Consignes =
1/ D'après le texte source sur la préparation d'un spectacle de cordes, combien de temps à l'avance faut-il commencer à s'échauffer ?
2/ Poursuivez le texte source sur la préparation d'un spectacle de cordes à partir de sa dernière phrase.

Texte source =
┄┄┄┄┄┄

Regarder un dernier show et commencer à m’échauffer consciencieusement une heure avant comme elle le souhaite.
Travailler mon dos de “vieille femme” parce que c’est toujours lui qui me fait souffrir dans les inversées, boire des quantités folles d’eau pour noyer d’éventuelles crampes, changer de vêtements, mettre mes rubans, retoucher le maquillage, aller pisser cent fois pour toute l’eau bue, chasser le trac qui monte au loin, lui sourire, oublier la foule et se concentrer sur soi.
Prendre ses affaires, les déposer dans la loge, se placer derrière le rideau et attendre le feu vert, monter sur scène accrochée à sa main, se centrer sur elle, sur cette main, oublier les spots, ne pas se troubler du petit brouhaha de la foule, ne pas écouter les déclencheurs des appareils, se focaliser à ne même plus entendre la musique.

Sentir ses mains se poser, les cordes commencer à voler, ressentir avec douleur l’intensité de sa tension, vouloir lui faire passer mon calme, tendre un doigt vers elle dans la mise en place du TK pour la frôler d’un petit geste rassurant, se laisser guider et finalement décoller du sol au moment précis où elle atterrit de son propre stress.

┄┄┄┄┄┄

Matériel =
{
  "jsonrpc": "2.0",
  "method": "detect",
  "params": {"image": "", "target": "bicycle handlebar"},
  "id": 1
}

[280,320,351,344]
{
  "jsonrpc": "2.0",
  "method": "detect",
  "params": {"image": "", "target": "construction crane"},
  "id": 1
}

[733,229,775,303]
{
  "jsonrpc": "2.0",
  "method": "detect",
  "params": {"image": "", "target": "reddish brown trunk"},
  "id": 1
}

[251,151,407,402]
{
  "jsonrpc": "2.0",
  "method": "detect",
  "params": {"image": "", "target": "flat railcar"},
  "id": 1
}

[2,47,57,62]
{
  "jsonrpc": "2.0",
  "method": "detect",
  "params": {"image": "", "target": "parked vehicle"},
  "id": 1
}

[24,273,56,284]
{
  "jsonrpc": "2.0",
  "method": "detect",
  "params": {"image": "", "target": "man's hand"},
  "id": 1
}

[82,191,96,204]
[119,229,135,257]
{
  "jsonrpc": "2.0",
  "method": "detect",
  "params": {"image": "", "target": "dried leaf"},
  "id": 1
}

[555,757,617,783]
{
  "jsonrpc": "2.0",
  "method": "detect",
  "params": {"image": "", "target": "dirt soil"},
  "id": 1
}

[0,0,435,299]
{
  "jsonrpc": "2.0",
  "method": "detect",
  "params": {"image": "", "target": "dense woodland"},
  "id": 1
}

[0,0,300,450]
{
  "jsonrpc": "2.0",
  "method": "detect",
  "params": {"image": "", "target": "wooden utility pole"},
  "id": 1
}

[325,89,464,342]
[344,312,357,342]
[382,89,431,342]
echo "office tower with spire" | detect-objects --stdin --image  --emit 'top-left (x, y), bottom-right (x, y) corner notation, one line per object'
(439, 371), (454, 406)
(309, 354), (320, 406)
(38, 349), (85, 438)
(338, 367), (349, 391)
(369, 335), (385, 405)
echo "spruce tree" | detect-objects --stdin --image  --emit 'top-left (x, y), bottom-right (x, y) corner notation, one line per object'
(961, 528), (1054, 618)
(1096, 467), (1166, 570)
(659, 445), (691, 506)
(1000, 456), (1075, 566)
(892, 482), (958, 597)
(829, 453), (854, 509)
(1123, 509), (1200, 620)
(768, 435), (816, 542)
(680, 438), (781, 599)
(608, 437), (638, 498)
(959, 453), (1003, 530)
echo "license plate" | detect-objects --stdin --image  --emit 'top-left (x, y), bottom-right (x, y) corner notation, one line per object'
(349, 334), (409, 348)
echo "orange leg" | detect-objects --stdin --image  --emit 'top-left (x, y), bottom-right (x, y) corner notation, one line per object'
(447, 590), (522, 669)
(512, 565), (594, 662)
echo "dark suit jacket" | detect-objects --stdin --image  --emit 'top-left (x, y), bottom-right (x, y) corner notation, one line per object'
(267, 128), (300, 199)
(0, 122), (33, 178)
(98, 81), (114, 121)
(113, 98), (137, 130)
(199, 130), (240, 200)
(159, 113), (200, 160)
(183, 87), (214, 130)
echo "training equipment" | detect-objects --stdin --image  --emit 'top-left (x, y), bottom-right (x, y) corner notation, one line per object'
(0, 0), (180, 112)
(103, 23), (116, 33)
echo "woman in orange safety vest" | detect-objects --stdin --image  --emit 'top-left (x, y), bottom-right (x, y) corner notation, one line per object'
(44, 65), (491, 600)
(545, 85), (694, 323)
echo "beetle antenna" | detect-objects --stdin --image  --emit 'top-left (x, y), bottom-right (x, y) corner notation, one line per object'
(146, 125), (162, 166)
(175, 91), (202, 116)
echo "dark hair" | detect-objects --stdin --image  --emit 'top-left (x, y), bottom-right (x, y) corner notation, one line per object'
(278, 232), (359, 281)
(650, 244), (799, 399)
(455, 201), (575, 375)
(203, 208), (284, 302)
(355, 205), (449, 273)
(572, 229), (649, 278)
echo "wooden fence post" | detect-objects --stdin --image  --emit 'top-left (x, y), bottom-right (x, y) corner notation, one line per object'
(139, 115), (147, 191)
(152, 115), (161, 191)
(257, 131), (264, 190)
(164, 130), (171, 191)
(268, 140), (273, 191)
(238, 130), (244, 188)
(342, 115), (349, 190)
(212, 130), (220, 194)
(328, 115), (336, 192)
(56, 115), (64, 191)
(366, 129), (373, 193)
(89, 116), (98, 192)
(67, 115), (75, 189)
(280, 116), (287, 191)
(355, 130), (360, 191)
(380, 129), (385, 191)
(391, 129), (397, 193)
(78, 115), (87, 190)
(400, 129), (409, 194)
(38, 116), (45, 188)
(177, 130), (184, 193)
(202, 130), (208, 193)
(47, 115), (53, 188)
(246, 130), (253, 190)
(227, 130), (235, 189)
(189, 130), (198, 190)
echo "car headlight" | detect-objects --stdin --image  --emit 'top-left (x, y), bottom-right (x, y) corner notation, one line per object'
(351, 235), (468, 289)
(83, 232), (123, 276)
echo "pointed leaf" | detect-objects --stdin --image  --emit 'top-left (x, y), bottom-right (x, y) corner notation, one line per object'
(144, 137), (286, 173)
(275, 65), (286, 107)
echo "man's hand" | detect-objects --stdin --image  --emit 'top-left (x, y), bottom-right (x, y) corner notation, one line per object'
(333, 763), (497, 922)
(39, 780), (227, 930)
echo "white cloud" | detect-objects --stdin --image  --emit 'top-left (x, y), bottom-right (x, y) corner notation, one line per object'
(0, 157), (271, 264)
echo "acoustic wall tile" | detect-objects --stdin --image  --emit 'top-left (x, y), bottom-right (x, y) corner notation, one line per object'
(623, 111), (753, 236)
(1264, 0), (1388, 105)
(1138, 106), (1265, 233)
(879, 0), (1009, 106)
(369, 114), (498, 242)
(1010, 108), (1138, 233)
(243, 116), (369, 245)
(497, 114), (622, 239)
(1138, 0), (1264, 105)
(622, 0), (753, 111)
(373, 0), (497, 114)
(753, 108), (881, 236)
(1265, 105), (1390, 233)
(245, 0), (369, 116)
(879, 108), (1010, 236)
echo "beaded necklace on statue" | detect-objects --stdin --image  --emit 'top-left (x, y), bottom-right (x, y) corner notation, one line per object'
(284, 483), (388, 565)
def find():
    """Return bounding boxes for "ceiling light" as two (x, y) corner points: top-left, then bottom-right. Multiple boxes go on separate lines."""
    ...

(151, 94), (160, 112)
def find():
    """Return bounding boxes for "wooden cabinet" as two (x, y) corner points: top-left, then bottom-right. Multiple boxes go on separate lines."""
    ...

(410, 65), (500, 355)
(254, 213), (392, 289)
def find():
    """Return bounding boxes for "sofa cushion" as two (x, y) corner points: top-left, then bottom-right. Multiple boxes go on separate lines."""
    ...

┄┄┄┄┄┄

Réponses =
1/ Une heure avant.

2/
S’amuser de nos paradoxes qui font que quand je décolle, elle peut enfin se poser.
Sentir la lame sur ma peau quand elle déchire la robe, sentir l’énergie de ses gestes avec une sorte de prescience. Suivre les mouvements, reconnaître un enchaînement pourtant répété qu’une seule fois, me bercer de ses cordes, me bercer de sa présence omnipotente, m'inonder d’elle, m’immerger en elle. Voyager à son gré, devenir sa poupée, me noyer de sa concentration, la sentir aussi focalisée sur moi que je le suis sur elle.
Tourner dans les cordes, sentir les milles façons dont elle s’amuse de moi, la deviner si proche et tellement concentrée, prendre consistance par la violence de son dynamisme. Discerner sa main ferme déchirer mon string comme nous en avions vaguement parlé le matin, la surprendre à me caresser, mordiller, titiller au gré d’un rythme que je n’entends pas.
Entendre et sentir les mousquetons se placer en lisière de moi, à la fois loin, à la fois proche. Un dernier mousqueton sur mon plexus, je sais qu’elle va me redresser, décrocher encore une fois, perdre la notion du temps ou du lieu, sentir qu’elle place de nouvelles cordes et prépare une quatrième position qui n’était pas dans notre seule répétition de cet enchaînement, avoir une sensation de constat étonné en sourdine de moi et ne pas s’y attarder, la laisser me guider, parce qu’Elle sait.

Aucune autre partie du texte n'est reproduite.